++++ Quoted text

Negotiations between Krauss-Maffei Wegmann, Nexter and the German and French governments started in Summer 2014 over the amalgamation of the two companies that would eventually obtain the contract to produce the MGCS. Presenting the project to French lawmakers in January 2015, the CEOs of both companies assumed that the new holding would boost production for both manufacturers by avoiding export restrictions, especially in Germany. In July 2015, the National Assembly voted in favour of a measure that permits the privatisation of state-owned defence companies, paving the way for KMW and Nexter to join forces. On 29 July 2015, the merger between the two companies had been officially signed in Paris. The merger was completed in December 2015, when the supervisory board appointed the new CEO of Nexter Systems, Stéphane Mayer, and the chairman of the executive board of KMW, Frank Haun, as CEOs of the holding company.

In 2016, the MGCS programme was in the concept phase which was projected to be completed by 2017.

At the 2016 Eurosatory, Rheinmetall presented an MBT Advanced Technology Demonstrator on the basis of a Leopard 2A4 Evolution hull. This would later become the Panther KF51.

Meanwhile, at the 2018 Eurosatory, KNDS unveiled the European Main Battle Tank (E-MBT), a hybrid combining the hull of a Leopard 2A7 with the lighter, two-man turret of a Leclerc. The previously independent companies KMW and Nexter intended to demonstrate that both could cooperate and jointly develop a next generation tank.

The contract for the first part of the System Architecture Definition Study was signed in May 2020 by the German armed forces' procurement office on behalf of both nations to a consortium consisting of Rheinmetall, Nexter and KMW (KNDS), with the aim of assessing different aspects of the programme such as interoperability with national systems, harmonising requirements and defining a multi-platform architecture for the future MGCS. The study is to be conducted over 18 months. The workshare during this phase is split between French and German companies.

The System Architecture Definition Study is part of the Technology Demonstration Phase (TDP), which is to be completed by 2024 and is to be followed by the overall system demonstrator phase (GSDP) until 2028, after which initial production and testing is to occur.

In June 2018, while von der Leyen was still in command of the German MoD, it was revealed that deployment of the new vehicles and systems is scheduled for 2035 with full operational capability to be achieved by 2040. At the time it was said that full-scale development of the tank could be launched if export customers were found.

In August 2019, the French media reported that the Italian and Polish ministries of defence voiced their interest in joining the project and hoped to see its inclusion in the EU's PESCO programme and other forms of EU defence funding.

++++++++

◆ Written problem 1: Retype the MGCS passage from "The contract for" up to and including "is to occur.".

++++ Given records

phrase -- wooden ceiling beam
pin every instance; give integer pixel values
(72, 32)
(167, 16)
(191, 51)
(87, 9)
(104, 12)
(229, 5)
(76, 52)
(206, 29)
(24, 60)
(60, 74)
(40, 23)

++++++++

◆ Written problem 2: Reproduce all of the records above, changing "wooden ceiling beam" to "exposed timber rafter" and leaving everything else unchanged.

◆ Worked solution 1:
The contract for the first part of the System Architecture Definition Study was signed in May 2020 by the German armed forces' procurement office on behalf of both nations to a consortium consisting of Rheinmetall, Nexter and KMW (KNDS), with the aim of assessing different aspects of the programme such as interoperability with national systems, harmonising requirements and defining a multi-platform architecture for the future MGCS. The study is to be conducted over 18 months. The workshare during this phase is split between French and German companies.

The System Architecture Definition Study is part of the Technology Demonstration Phase (TDP), which is to be completed by 2024 and is to be followed by the overall system demonstrator phase (GSDP) until 2028, after which initial production and testing is to occur.

◆ Worked solution 2:
phrase -- exposed timber rafter
pin every instance; give integer pixel values
(72, 32)
(167, 16)
(191, 51)
(87, 9)
(104, 12)
(229, 5)
(76, 52)
(206, 29)
(24, 60)
(60, 74)
(40, 23)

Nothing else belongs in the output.